**SHORT PROBLEM 1:**
Repeat the passage on mortgage closing costs from "Closing costs can differ" up to and including "data from Angi.".

* BEGIN QUOTED PASSAGE *

Closing costs include fees for things like property taxes, appraisals and insurance, which are necessary for getting a mortgage. You need to pay them before you receive your mortgage on a property.

  • Mortgage closing costs are usually a percentage of your loan amount averaging between 1.72% and 2.47%.
  • Since closing costs vary, estimating your closing costs can help you budget for a home purchase.

Why we pay mortgage closing costs

Closing costs represent the extra expenses you have to pay when you finalize a mortgage. Typically, these expenses include property taxes, escrow, bank fees, homeowners insurance and other related costs. While you can't avoid closing costs, the exact amount you pay depends on factors like your lender, location and the price of the property you're buying.

Because closing costs can add up quickly and impact the amount you need upfront, it’s important to factor them in when planning to buy a home.

Types of fees associated with closing costs

Closing costs can differ for each buyer, depending on lender requirements, government regulations and your unique financial circumstances. Here's a rundown of some typical closing costs you might encounter.

  • Attorney fees: Certain states may require the presence of a lawyer. You could either pay their fees as part of your closing costs or separately.
  • Appraisal fee: To verify the home's worth, you must pay for an appraisal. According to Zillow, the average cost of this is about $400.
  • Survey fees: Surveys confirm your property lines. While survey costs vary, you can expect to pay between $376 and $767, according to recent data from Angi.
  • Closing or escrow fees: An escrow agent is the person who helps finalize the closing process. You'll need to pay a fee for their services, which typically ranges between 1% and 2% of the sale price.
  • Homeowner’s insurance: Depending on your lender and the details of the sale agreement, you might have to cover the first year of your homeowner’s insurance premium as part of your closing costs.
  • Miscellaneous fees: At closing, you might find a few extra charges, like a $30 to $50 fee for a credit report or registering your purchase with the local government.
  • Mortgage points: These are a form of prepaid interest on your loan. They give you a choice: pay more upfront or have a lower monthly payment. Paying your points at closing can lower your interest rate compared to a loan with no points from the same lender.

* END QUOTED PASSAGE *

**SHORT PROBLEM 2:**
In the rows, from the line with "Teacher note: please indicate the woman's fingers" up to and including the line with "[247, 1211]", substitute "pin" for every occurrence of "marker" and give only those lines, with everything else unchanged.

* BEGIN INFORMATION SUPPLIED *

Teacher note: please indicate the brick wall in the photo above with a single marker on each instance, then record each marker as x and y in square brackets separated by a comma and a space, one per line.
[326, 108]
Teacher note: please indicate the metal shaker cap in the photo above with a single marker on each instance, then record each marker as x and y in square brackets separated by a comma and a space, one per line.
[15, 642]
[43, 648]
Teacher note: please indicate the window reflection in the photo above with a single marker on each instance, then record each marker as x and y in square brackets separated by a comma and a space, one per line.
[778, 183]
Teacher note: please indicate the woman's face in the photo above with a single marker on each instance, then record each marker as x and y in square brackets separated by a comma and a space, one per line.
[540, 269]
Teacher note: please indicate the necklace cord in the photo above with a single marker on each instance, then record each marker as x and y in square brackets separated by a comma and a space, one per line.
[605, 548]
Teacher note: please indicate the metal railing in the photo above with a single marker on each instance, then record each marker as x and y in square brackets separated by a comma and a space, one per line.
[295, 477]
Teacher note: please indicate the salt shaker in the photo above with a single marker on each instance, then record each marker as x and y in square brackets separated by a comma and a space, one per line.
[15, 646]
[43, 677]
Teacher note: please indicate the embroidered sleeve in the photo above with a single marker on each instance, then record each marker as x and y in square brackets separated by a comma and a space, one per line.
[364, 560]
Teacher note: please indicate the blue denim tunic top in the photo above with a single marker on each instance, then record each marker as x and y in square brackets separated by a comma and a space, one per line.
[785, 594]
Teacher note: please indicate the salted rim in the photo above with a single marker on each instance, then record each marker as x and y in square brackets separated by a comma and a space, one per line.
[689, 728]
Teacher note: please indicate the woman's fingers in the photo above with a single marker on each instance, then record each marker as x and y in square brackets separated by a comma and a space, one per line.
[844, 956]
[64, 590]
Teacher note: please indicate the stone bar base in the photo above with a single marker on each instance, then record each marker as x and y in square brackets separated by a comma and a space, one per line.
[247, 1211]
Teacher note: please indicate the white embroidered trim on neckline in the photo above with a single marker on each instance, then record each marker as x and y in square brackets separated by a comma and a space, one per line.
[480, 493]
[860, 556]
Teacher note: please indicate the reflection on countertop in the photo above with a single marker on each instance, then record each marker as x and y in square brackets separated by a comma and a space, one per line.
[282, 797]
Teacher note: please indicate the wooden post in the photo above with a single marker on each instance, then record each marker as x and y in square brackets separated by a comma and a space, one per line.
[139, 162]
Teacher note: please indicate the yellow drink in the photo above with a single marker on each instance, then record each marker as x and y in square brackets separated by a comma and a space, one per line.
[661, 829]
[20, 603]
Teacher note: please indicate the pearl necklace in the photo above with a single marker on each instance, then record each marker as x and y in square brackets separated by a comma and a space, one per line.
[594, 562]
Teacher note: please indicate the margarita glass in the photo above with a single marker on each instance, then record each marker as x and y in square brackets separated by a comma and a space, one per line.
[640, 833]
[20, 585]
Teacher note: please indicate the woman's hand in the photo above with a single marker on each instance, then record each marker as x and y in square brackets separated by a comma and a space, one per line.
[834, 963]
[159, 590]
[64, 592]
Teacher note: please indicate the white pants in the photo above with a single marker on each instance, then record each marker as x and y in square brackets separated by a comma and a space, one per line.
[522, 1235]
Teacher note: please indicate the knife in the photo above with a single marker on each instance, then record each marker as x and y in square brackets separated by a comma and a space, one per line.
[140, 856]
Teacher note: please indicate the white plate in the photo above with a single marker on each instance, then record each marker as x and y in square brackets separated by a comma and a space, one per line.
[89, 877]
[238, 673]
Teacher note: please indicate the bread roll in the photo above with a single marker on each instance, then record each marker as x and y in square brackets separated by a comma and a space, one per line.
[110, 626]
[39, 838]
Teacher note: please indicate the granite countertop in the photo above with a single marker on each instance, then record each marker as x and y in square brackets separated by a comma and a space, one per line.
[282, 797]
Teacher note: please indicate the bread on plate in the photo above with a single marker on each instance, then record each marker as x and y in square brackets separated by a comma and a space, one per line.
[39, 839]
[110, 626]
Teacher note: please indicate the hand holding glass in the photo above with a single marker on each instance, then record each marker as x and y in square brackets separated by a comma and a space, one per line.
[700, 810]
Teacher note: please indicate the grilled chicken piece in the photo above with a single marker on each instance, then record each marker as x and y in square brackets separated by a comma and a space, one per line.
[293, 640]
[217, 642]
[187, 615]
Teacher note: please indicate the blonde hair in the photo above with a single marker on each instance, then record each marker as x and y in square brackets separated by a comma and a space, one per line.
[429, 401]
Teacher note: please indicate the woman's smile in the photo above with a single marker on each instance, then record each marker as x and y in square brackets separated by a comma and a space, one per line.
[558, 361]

* END INFORMATION SUPPLIED *

**FULL SOLUTION 1:**
Closing costs can differ for each buyer, depending on lender requirements, government regulations and your unique financial circumstances. Here's a rundown of some typical closing costs you might encounter.

  • Attorney fees: Certain states may require the presence of a lawyer. You could either pay their fees as part of your closing costs or separately.
  • Appraisal fee: To verify the home's worth, you must pay for an appraisal. According to Zillow, the average cost of this is about $400.
  • Survey fees: Surveys confirm your property lines. While survey costs vary, you can expect to pay between $376 and $767, according to recent data from Angi.

**FULL SOLUTION 2:**
Teacher note: please indicate the woman's fingers in the photo above with a single pin on each instance, then record each pin as x and y in square brackets separated by a comma and a space, one per line.
[844, 956]
[64, 590]
Teacher note: please indicate the stone bar base in the photo above with a single pin on each instance, then record each pin as x and y in square brackets separated by a comma and a space, one per line.
[247, 1211]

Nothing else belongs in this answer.